EXERCISE DIRECTIONS: Go through the records below and report each line with "above" in it.

Spatial localization data:
>>>>
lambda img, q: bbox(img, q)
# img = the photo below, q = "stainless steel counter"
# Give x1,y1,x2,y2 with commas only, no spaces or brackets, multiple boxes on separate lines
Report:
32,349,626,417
<<<<
>>>>
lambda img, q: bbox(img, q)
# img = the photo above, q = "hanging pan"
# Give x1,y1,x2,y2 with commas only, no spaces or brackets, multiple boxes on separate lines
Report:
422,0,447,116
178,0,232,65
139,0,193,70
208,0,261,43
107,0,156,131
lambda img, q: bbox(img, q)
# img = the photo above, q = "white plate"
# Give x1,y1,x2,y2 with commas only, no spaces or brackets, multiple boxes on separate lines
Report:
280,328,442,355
<<<<
RESULT FOR THIS EXERCISE:
# img = the photo above, q = "hanging pan"
# img = the photo above, q = "white plate"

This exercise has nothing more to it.